**SELECTED TEXT:**
——

Frankie Boyle's New World Order is a British comedy television programme created, written and presented by Frankie Boyle. Premiering in 2017 on BBC Two, it followed his BBC iPlayer-exclusive "Autopsy" shows. After a few minutes of stand-up, he makes two statements and discusses them with his guests. Boyle summarises each debate in a short monologue to camera. The programme finishes with Boyle sitting against the desk delivering a final longer monologue to camera. Throughout its six series, regular guests include Sara Pascoe, Katherine Ryan, Mona Chalabi, Miles Jupp, Sophie Duker and Kiri Pritchard-McLean. The show also has annual specials that review news of the year.

Production
Following on from his BBC iPlayer-exclusive "Autopsy" shows, New World Order airs as prime time TV on BBC Two. It follows a very similar structure to Boyle's "Autopsy"; instead of the studio audience voting in agreement or disagreement with the thesis, however, Boyle summarises the debate in a short monologue to camera. The show premiered on 8 June 2017.

——

**INFORMATION GIVEN:**
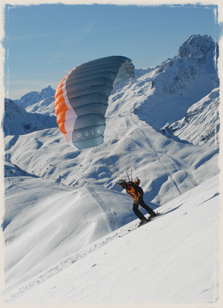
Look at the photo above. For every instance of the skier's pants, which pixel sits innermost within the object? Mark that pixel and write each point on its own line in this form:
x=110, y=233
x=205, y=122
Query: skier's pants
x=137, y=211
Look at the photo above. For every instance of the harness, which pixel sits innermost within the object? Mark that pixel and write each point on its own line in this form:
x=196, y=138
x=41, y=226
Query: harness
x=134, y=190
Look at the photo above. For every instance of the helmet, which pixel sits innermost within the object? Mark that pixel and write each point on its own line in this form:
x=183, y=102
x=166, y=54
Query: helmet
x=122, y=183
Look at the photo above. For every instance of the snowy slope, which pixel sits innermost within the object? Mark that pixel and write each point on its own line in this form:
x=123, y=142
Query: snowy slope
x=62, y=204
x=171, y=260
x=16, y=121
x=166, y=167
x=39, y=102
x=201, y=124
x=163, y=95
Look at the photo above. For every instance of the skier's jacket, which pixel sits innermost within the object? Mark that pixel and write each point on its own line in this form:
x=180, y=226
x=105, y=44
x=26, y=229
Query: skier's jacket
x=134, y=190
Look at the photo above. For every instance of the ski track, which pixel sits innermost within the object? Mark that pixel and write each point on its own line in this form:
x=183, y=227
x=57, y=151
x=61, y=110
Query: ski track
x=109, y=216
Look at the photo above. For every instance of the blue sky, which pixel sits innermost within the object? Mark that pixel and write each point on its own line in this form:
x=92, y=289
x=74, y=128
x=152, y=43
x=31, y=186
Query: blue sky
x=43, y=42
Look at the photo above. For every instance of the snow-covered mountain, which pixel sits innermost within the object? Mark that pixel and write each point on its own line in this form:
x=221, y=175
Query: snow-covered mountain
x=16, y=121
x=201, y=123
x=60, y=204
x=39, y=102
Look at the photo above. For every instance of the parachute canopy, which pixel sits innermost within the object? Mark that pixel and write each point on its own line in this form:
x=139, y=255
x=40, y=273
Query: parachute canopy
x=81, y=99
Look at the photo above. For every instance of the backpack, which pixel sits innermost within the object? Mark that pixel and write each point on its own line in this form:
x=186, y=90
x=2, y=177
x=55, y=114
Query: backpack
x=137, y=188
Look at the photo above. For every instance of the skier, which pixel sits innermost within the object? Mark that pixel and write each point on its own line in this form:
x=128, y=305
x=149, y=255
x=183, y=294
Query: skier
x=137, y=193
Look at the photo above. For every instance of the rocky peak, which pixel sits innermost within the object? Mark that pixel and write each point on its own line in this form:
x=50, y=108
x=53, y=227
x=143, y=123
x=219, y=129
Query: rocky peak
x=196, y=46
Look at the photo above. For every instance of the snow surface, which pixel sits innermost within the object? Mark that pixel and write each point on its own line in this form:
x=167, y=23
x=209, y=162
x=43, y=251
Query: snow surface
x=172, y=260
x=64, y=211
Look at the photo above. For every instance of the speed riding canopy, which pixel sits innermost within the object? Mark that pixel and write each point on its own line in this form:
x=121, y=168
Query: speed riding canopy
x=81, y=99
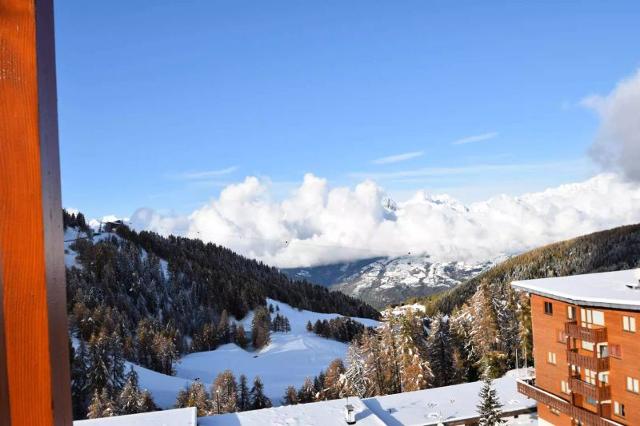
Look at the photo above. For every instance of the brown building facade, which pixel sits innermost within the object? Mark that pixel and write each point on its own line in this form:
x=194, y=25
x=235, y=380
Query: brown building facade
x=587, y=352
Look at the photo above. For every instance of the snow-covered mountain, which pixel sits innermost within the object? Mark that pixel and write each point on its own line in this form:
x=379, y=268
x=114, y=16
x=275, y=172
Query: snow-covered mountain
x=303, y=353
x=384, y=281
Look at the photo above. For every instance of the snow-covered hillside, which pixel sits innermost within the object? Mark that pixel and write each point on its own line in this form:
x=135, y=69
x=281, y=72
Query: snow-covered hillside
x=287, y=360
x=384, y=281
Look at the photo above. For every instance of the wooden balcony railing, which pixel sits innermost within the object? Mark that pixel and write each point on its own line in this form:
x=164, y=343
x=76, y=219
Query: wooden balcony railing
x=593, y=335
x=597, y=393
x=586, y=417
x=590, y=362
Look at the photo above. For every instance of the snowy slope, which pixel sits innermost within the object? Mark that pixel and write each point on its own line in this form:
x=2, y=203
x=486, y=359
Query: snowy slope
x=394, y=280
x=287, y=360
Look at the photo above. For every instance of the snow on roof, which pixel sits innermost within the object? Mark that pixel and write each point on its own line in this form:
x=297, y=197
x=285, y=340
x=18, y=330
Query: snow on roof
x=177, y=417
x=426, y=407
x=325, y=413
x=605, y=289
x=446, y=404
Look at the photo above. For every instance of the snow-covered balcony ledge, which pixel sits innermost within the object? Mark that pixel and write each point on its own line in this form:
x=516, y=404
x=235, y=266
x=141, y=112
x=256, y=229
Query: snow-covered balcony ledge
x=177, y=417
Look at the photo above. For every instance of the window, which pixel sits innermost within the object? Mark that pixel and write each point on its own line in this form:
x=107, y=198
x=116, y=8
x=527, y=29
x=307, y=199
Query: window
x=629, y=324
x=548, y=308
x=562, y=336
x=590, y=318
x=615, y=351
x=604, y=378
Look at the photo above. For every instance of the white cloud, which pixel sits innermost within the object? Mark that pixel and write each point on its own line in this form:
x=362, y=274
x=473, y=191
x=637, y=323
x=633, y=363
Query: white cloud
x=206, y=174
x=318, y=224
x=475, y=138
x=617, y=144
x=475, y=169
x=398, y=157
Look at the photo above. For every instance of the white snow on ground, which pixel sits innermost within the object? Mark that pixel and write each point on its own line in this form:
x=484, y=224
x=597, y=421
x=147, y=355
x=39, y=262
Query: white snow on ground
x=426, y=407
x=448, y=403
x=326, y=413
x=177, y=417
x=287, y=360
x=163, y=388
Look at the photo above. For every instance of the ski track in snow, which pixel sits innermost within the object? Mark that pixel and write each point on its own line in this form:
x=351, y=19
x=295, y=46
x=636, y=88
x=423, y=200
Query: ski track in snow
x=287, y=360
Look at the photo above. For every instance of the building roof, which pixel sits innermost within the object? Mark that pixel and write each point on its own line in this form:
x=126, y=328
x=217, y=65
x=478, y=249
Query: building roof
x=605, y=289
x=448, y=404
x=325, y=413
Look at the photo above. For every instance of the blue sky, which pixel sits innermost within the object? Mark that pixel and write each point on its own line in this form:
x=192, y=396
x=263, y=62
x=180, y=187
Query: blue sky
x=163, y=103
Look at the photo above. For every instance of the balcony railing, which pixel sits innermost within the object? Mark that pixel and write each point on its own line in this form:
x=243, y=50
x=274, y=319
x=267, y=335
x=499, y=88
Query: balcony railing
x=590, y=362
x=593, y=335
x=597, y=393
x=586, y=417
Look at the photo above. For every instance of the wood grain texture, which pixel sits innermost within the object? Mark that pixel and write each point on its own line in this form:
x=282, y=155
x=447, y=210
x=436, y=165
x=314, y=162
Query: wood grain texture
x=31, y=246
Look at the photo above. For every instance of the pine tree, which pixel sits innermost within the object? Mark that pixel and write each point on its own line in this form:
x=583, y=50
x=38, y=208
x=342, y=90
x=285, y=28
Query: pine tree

——

**SET PROBLEM:** List every regular guest named in the text about Frankie Boyle's New World Order.

**CORRECT RESPONSE:** Sara Pascoe, Katherine Ryan, Mona Chalabi, Miles Jupp, Sophie Duker, Kiri Pritchard-McLean